**Exercise instructions**
Repeat the lines from the one with "Each instance of the pile" up to and including the one with "[[599, 643], [469, 478], [86, 486], [305, 485]]", word for word and in order.

[Position identification records]

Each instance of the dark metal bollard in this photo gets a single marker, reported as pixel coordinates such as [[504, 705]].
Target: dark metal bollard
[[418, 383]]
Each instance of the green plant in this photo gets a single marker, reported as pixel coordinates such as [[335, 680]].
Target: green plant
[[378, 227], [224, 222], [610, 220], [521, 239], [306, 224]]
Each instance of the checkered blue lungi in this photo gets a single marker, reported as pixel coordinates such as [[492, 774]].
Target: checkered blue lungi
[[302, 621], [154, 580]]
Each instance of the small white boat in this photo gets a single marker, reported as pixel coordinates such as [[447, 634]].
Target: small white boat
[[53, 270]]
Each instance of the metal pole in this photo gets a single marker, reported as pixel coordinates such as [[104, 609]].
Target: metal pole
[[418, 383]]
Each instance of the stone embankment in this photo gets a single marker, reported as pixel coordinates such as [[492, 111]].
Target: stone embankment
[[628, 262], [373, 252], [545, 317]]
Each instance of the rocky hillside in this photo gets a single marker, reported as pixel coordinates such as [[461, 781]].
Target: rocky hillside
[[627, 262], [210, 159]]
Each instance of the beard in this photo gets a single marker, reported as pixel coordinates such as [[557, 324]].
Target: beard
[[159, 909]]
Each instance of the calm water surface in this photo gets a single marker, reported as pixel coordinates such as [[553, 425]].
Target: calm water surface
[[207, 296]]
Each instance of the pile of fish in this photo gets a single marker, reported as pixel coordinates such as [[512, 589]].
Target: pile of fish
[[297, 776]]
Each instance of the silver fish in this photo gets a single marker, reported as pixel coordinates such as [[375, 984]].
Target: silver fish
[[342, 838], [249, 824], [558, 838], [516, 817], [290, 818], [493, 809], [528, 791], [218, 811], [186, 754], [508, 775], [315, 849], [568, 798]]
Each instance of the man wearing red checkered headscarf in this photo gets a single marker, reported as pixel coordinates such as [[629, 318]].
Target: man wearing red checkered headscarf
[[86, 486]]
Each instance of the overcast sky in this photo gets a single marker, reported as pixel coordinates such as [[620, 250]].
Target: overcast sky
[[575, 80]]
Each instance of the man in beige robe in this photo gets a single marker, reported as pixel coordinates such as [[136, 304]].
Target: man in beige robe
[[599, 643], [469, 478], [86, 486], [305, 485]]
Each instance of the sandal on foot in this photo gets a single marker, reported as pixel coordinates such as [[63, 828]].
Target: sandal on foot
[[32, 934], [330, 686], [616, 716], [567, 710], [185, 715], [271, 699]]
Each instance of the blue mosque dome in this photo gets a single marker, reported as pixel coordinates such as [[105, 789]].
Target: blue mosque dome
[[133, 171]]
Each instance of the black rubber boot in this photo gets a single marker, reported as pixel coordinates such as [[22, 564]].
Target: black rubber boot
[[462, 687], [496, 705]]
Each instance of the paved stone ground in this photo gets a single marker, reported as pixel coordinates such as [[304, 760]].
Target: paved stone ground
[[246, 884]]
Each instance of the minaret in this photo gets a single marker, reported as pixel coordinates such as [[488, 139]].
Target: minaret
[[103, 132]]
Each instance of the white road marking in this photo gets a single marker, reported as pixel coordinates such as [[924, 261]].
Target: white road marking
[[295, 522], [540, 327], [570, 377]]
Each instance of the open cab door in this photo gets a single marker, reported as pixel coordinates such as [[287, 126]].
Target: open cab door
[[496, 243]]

**Written response**
Each instance of the pile of fish in this photo gets a single marker, reported as pixel coordinates such as [[512, 589]].
Target: pile of fish
[[297, 776]]
Each instance of the silver fish in this photo gets a single marker, reported as pixel coordinates such as [[375, 984]].
Target: silver fish
[[342, 838], [249, 824], [558, 838], [516, 817], [290, 818], [493, 809], [528, 791], [218, 811], [186, 754], [508, 775], [315, 849], [568, 798]]
Each instance of the man wearing red checkered headscarf in this photo gets a single marker, reported as pixel coordinates such as [[629, 318]].
Target: man wearing red checkered headscarf
[[86, 486]]
Each instance of the overcast sky in this photo gets a single marker, reported as pixel coordinates such as [[620, 250]].
Target: overcast sky
[[575, 80]]
Each instance of the man in beige robe in this photo gets a single marker, reported as pixel coordinates such as [[136, 304]].
Target: man in beige robe
[[599, 643], [469, 478], [86, 486], [305, 485]]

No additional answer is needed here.